***** Data for analysis *****

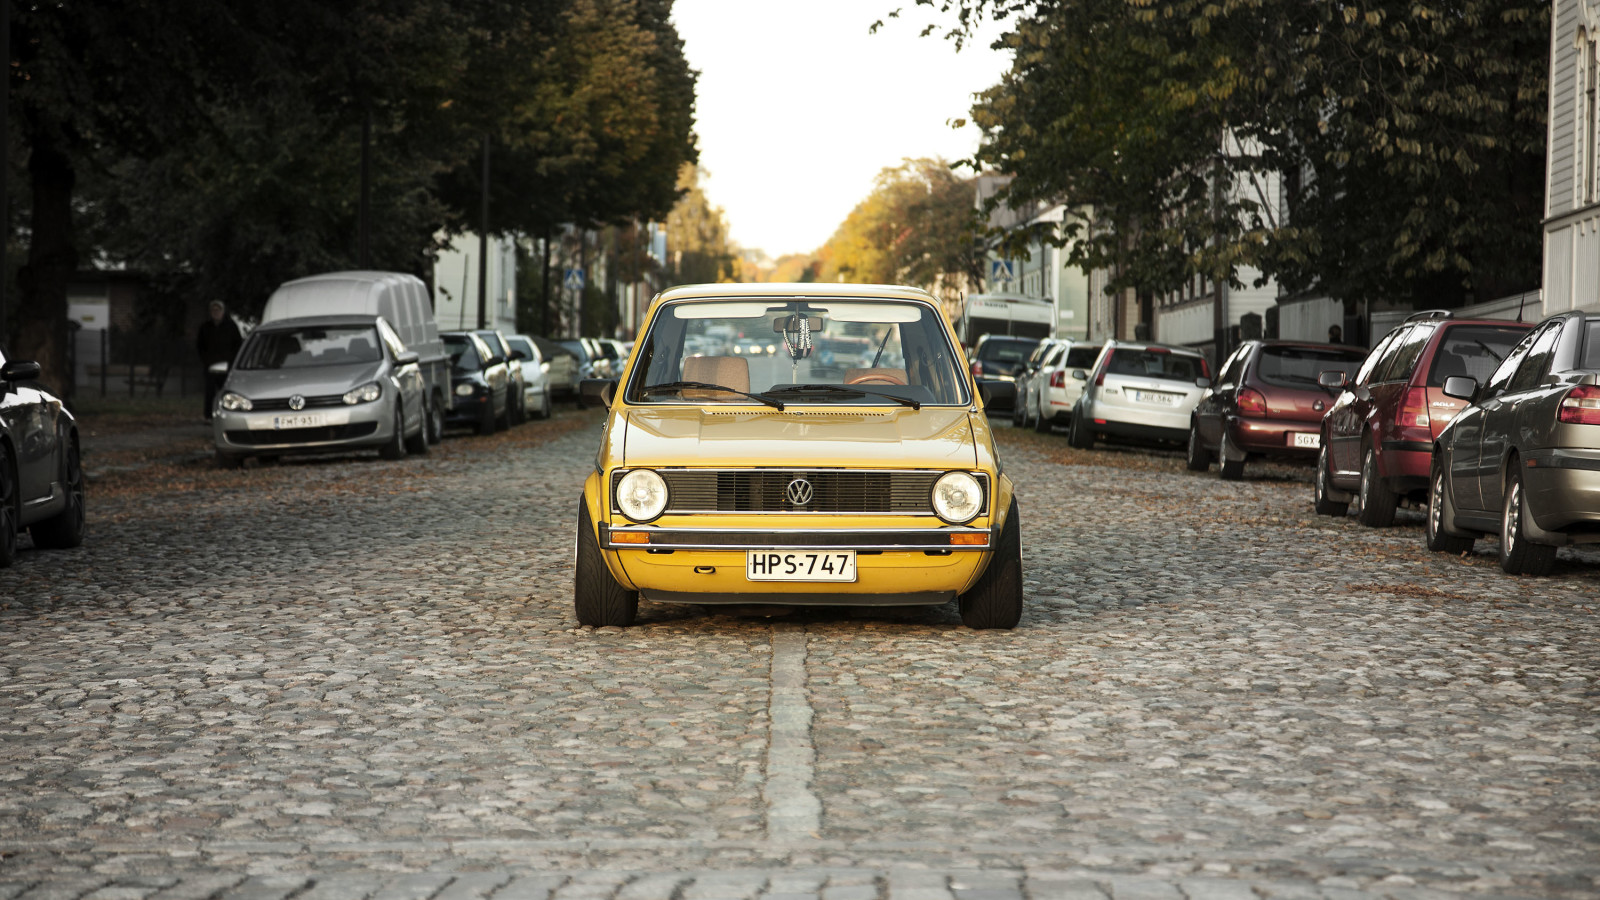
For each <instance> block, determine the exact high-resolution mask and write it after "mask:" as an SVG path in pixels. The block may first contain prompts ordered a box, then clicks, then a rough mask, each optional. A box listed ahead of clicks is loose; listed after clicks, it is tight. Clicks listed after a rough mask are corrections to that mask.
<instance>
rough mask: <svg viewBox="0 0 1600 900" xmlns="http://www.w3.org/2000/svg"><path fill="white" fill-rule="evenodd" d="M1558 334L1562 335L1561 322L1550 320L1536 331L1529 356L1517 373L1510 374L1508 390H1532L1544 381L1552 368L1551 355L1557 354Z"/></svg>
mask: <svg viewBox="0 0 1600 900" xmlns="http://www.w3.org/2000/svg"><path fill="white" fill-rule="evenodd" d="M1558 336H1562V323H1560V322H1550V323H1547V325H1546V327H1542V328H1539V330H1538V331H1534V335H1533V343H1531V344H1528V356H1525V357H1523V360H1522V364H1518V365H1517V375H1512V376H1510V384H1509V386H1507V388H1506V389H1507V391H1510V392H1514V394H1515V392H1518V391H1531V389H1534V388H1538V386H1539V383H1542V381H1544V376H1546V373H1547V372H1549V370H1550V357H1552V356H1555V340H1557V338H1558Z"/></svg>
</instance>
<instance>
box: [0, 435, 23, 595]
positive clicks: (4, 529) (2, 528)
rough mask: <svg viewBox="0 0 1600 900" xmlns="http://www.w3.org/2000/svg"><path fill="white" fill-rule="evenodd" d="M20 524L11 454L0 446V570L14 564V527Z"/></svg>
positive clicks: (14, 549) (14, 552) (15, 483)
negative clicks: (18, 522)
mask: <svg viewBox="0 0 1600 900" xmlns="http://www.w3.org/2000/svg"><path fill="white" fill-rule="evenodd" d="M18 522H21V512H19V509H18V490H16V472H14V471H13V469H11V453H10V452H8V450H6V448H5V445H0V569H10V567H11V564H13V562H16V527H18Z"/></svg>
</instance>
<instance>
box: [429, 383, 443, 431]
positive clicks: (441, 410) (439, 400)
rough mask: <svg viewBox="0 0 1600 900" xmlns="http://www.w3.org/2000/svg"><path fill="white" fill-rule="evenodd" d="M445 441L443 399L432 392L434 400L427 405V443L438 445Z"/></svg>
mask: <svg viewBox="0 0 1600 900" xmlns="http://www.w3.org/2000/svg"><path fill="white" fill-rule="evenodd" d="M443 439H445V399H443V397H440V396H438V391H434V399H432V400H430V402H429V404H427V442H429V444H438V442H440V440H443Z"/></svg>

*****

▶ Aim of the task:
No pictures belong in the copy. Transcribe every entry exactly.

▶ Response to the task:
For each <instance> block, determine the exact high-resolution mask and write it after "mask:" as an SVG path in pixels. The block may first contain prompts ordered a box, then clicks, then a rough mask, each optional. A box listed ahead of clicks is loose; listed after clicks, it is tight. Clicks listed after a rough mask are corrections to that mask.
<instance>
rough mask: <svg viewBox="0 0 1600 900" xmlns="http://www.w3.org/2000/svg"><path fill="white" fill-rule="evenodd" d="M1558 334L1562 335L1561 322L1550 320L1536 331L1529 356L1517 373L1510 374L1508 390H1532L1544 381L1552 368L1551 355L1557 354Z"/></svg>
mask: <svg viewBox="0 0 1600 900" xmlns="http://www.w3.org/2000/svg"><path fill="white" fill-rule="evenodd" d="M1558 336H1562V323H1560V322H1550V323H1547V325H1546V327H1542V328H1539V330H1538V331H1534V335H1533V343H1531V344H1528V356H1525V357H1523V360H1522V364H1518V365H1517V375H1512V376H1510V384H1509V386H1507V388H1506V389H1507V391H1510V392H1514V394H1515V392H1518V391H1531V389H1534V388H1538V386H1539V383H1542V381H1544V376H1546V373H1547V372H1549V370H1550V357H1552V356H1555V340H1557V338H1558Z"/></svg>
</instance>
<instance>
box: [0, 435, 23, 595]
positive clicks: (4, 529) (2, 528)
rough mask: <svg viewBox="0 0 1600 900" xmlns="http://www.w3.org/2000/svg"><path fill="white" fill-rule="evenodd" d="M20 524L11 454L0 446V570L14 564V527Z"/></svg>
positive clicks: (14, 549) (14, 552) (15, 483)
negative clicks: (18, 522)
mask: <svg viewBox="0 0 1600 900" xmlns="http://www.w3.org/2000/svg"><path fill="white" fill-rule="evenodd" d="M18 522H21V512H19V509H18V490H16V472H14V471H13V469H11V453H10V452H8V450H6V448H5V445H0V569H10V567H11V564H13V562H16V527H18Z"/></svg>
</instance>
<instance>
box: [429, 383, 443, 431]
positive clicks: (441, 410) (439, 400)
rough mask: <svg viewBox="0 0 1600 900" xmlns="http://www.w3.org/2000/svg"><path fill="white" fill-rule="evenodd" d="M445 441L443 399L432 392L434 400L427 405V443L438 445Z"/></svg>
mask: <svg viewBox="0 0 1600 900" xmlns="http://www.w3.org/2000/svg"><path fill="white" fill-rule="evenodd" d="M443 439H445V399H443V397H440V396H438V391H434V399H432V400H430V402H429V404H427V442H429V444H438V442H440V440H443Z"/></svg>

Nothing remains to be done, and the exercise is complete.